### Task directions
Exactly as written, retype the listing below, omitting the pictures.
## BEGIN Items
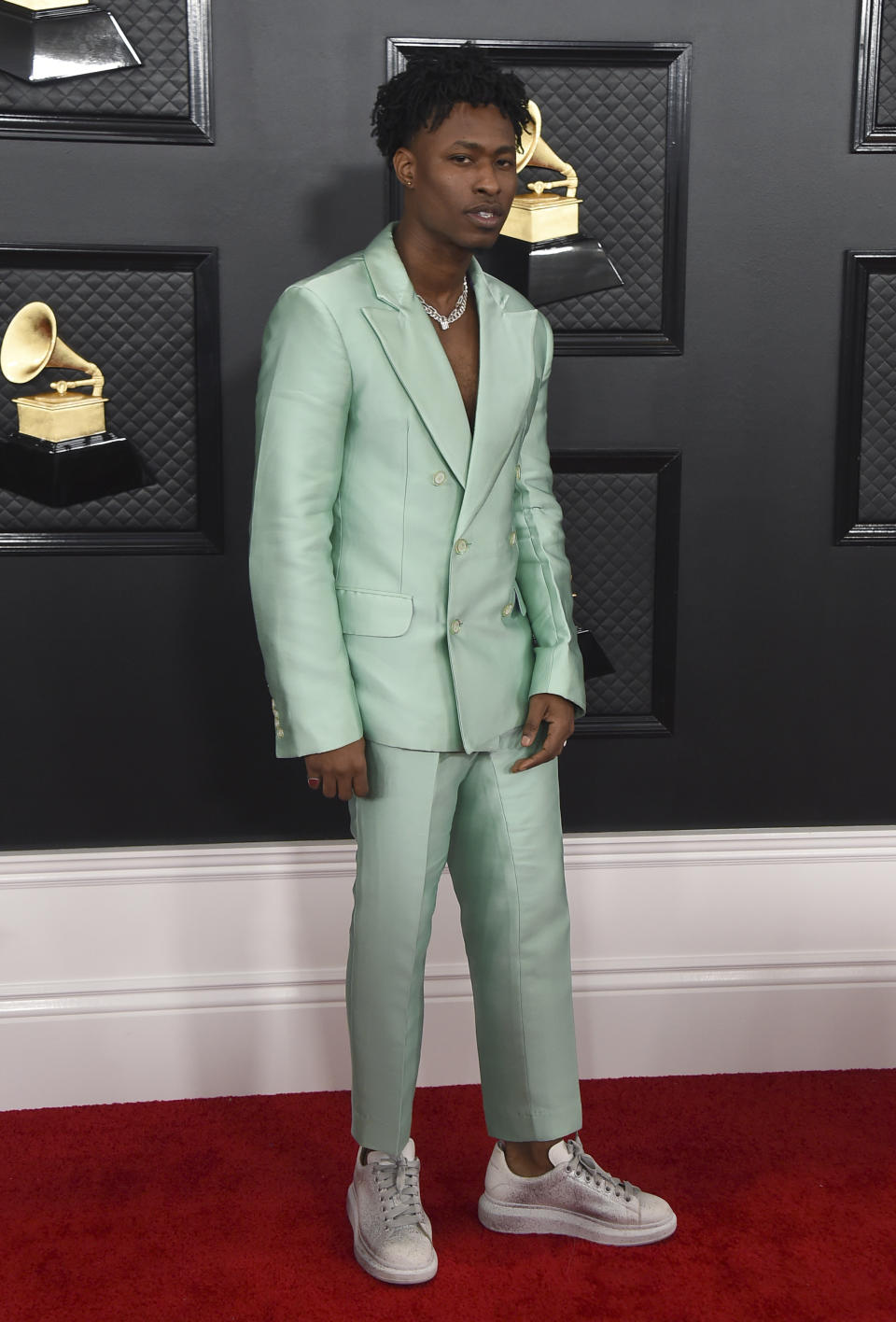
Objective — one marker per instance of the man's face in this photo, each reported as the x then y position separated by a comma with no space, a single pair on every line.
464,176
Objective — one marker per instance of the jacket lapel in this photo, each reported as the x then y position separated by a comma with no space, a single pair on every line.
409,342
505,390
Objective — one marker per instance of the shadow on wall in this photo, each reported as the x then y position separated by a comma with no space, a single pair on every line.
343,216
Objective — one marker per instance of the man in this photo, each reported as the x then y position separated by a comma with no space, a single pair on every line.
413,610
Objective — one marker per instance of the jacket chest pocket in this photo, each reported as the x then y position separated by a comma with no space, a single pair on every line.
385,615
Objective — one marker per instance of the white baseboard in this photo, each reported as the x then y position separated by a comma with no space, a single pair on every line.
203,971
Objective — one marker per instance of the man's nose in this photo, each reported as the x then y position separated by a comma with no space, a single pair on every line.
488,181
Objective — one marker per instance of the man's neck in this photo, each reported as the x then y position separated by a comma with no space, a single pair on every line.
436,269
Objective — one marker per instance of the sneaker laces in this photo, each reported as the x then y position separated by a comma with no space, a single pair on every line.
398,1184
581,1163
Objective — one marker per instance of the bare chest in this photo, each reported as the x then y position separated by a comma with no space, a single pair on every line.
461,345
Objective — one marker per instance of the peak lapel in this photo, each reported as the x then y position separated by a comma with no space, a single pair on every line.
507,373
410,343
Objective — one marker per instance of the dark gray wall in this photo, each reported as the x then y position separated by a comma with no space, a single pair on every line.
133,708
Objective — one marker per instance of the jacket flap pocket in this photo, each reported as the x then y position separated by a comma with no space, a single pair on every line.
382,613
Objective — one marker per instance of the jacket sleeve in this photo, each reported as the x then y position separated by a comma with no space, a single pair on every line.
543,570
304,393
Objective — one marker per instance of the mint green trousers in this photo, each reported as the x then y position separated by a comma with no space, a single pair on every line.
501,837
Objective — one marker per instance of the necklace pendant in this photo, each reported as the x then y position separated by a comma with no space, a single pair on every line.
460,308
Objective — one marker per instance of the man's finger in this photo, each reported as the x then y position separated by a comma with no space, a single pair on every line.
529,733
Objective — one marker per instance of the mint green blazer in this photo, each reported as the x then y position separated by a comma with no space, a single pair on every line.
410,582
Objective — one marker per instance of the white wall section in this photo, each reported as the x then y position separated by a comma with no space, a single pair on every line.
176,972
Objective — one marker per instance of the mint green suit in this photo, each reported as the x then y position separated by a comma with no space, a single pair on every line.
412,585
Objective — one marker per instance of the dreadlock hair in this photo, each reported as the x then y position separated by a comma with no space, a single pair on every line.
428,89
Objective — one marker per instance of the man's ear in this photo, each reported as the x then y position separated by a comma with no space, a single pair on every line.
403,165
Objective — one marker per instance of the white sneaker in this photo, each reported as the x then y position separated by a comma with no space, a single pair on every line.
575,1198
393,1236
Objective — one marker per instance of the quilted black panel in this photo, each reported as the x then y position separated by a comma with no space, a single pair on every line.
609,523
886,107
159,88
877,457
137,327
610,124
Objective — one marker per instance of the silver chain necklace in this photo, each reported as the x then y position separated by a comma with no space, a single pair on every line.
460,308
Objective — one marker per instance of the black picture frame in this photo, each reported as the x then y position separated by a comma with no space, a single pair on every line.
676,57
201,443
193,127
858,509
875,126
657,720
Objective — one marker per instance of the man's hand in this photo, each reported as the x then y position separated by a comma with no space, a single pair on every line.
342,771
559,717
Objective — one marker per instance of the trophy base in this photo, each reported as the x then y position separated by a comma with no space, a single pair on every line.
553,270
43,45
69,472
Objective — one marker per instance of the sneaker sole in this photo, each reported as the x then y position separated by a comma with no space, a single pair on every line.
371,1264
518,1219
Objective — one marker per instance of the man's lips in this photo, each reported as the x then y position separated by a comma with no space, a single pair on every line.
486,217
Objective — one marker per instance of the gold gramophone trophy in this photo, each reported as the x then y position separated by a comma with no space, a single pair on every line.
63,452
539,250
45,40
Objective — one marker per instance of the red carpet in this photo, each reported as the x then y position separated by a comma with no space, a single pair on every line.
231,1210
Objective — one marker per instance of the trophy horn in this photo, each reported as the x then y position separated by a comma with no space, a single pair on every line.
534,151
34,343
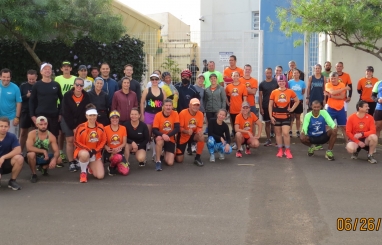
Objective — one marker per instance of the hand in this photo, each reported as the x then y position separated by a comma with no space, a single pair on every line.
361,144
358,135
52,163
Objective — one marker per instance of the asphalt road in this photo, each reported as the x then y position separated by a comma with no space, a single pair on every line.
258,199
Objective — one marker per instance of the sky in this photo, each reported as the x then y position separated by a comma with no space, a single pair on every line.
186,10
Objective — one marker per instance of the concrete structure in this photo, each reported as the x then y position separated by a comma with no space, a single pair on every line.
175,43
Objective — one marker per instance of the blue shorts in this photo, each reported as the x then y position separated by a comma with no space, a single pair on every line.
42,161
339,116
## END Items
### Problem solution
Objective — one marker per instance of the man's face in this photo, each reported as the x then y position separated by a comma with no space, a single pair on every line.
464,176
Objective — one marker per instance of the jacket lapel in this photo, each reported as the x then y position separated by a comma with no space, a single pair on every line.
409,342
505,390
Objective — one marker per instance of the shadow on wall in this photo, each reported as the x then y position separated by a comma with no space, a single pair on every line.
343,216
Objective — one marker per instance of the man in this photo, each reported as the x then y position separated by a comma with no space, a single pair on every line.
413,610
Objective — one marker per instance of the jacket chest pocket in this photo, each reported as the x then y position separated by a comma with no space, a single pair on every line.
385,615
Objective — one marker per instance of the white baseboard in this photo, each reported as the x then y position separated by a comma with no space, a single pair on every line.
203,971
Objective — one marker per instance of the man's nose in this photo, each reported as the x then y position separated by a comma with no space, a single pair on every line.
488,181
Objective — one marker per instance of the man's neck in this photo, each reported as the x then y position separated by a comma with no space, a single pair on every line.
436,269
Objective — one marker per instance of the sneaker laces in this photo, each reported as the x then y position separated by a comma with no space, a single pair on every line.
398,1184
581,1163
Objective — one marker per instance of the bare chest in this photo, each reported as the x then y position separated by a comma with no space, a single pair on every line.
461,345
Objective — one marker per instance of the peak lapel in this photo, each reported as the x then y position separated by a comma with no space, a single pair on every line.
507,373
410,343
Objective — one marker per instance of the dark gray wall in this photo, each reported as the x then y position separated by a comma with no space, a single pair on every line.
133,708
Objective — one marker per instance of the jacket flap pocket in this photo, each reported as the x then y position separated by a comma with no space, a single pair on every line.
382,613
Objective — one marker per instance of the jacket sleeve in this photo, each reported as the x then y position separated by a comma with no space, a single pair on every line.
543,570
304,393
Objective — one marker per instance of the mint green trousers in this photo, each reported as the x then y position separated by a comma with no space, a single pair on every line.
501,837
Objective — one marker per instance of the necklace pendant in this photo, each reported as the x then y position separated by a comma with no space, a single pair on every line.
460,308
Objective — one marker per instance of the man's finger in this photo, each reported as the x then y position separated by a comma with no space, a single pair on every line.
529,733
Objective — one marker per instance of the mint green blazer in this photo, each reported as the x then y position separated by a comma with no space, a single pair on every line.
410,582
Objective — one marker per instance of the white wall section in this photo, each reported as the x then y position separated by a comma with no space, a single pair on every line.
176,972
Objective — one marker per instance of the mint green suit in this photo, each reported as the x then y position separated by a comma with no space, a single pair on every line.
412,585
Objective — one marker per instance of the dreadlock hair in this photo, each reported as the x then y position separated by a comma with no space, a single pair on every line.
428,89
Objective — one marker per instance of the man's ear in this photo, each reported as the x then y position separated by a comma with no space, a single pair on every line.
403,165
Objective — one marker per instance of the white sneaker in this photo, each reported as the x then y position separated by a comma with no space, a single pair on every line.
575,1198
393,1236
Objective — one marker per instance of the quilted black panel in this photo, each reported as the x then y position separated by a comma with no space, a single pair on every line.
609,523
886,107
159,88
877,457
137,327
610,124
Objective — one marker per instance of the silver chain necklace in this photo, each reported as the x then y position separated by a comma with no space, a single pair on every line.
460,308
Objective — one marker per instance of the black picture frame in this photo, each reported as the x then y position separated by a comma with no space, a single pair on every line.
676,57
201,443
193,127
858,509
875,126
657,720
Objective — one marker per instance of the man's hand in this photo, each reported as the x then y position separated by a comma with no space, a single pair on every line.
342,771
559,717
Objective — one marker per instance of the trophy base in this photo, each reported as the x then y position separated by a comma with no space, a single pair on every line.
553,270
43,45
69,472
Objective — one marker per instance of the sneaker sole in this photo, each reported as the x then y position separated by a comma with no space, a single pair on every line.
371,1264
518,1219
Objective — one marker per instance of the man's lips in this photo, each reported as the x then y position separated by a comma with no space, a single pair on every line.
486,217
Objective — one marker per instance of the gold gramophone trophy in this photo, each reported as the x then y position separated by a comma with no space, a single pair on every line.
63,452
539,250
45,40
Objective — one marker per instance of the red carpet in this photo, each reported as the x then y position separated by a comma with no space, a single pair on every line.
231,1210
Objective — one marker per instance of the trophy horn in this photo, each reported as the x then y position separated by a comma with no space, a single pair on every line.
534,151
34,343
Objective — one marker per instance of the hand in this photo, each reported as the x then y position separated by a comma with no space, a single pair on every line.
361,144
358,135
52,163
Objective — one marker per instance of the asphalt road in this photo, each reported as the x then y position separated by a comma with no space, a single pair on every line.
258,199
Objective — one marker per instance of the sky in this photo, each reported as the x then y position separated by a comma with no space, a single pair on every line.
186,10
Objective — one marker per instance of the concrete structure in this photo, each reported as the x then y position separated by a comma with no space, a single pair on every line.
175,43
Objective — one marker per instance of the blue shorts in this photo, each reported as the x then y position separated by a comma with no space, a single pair on every line.
42,161
339,116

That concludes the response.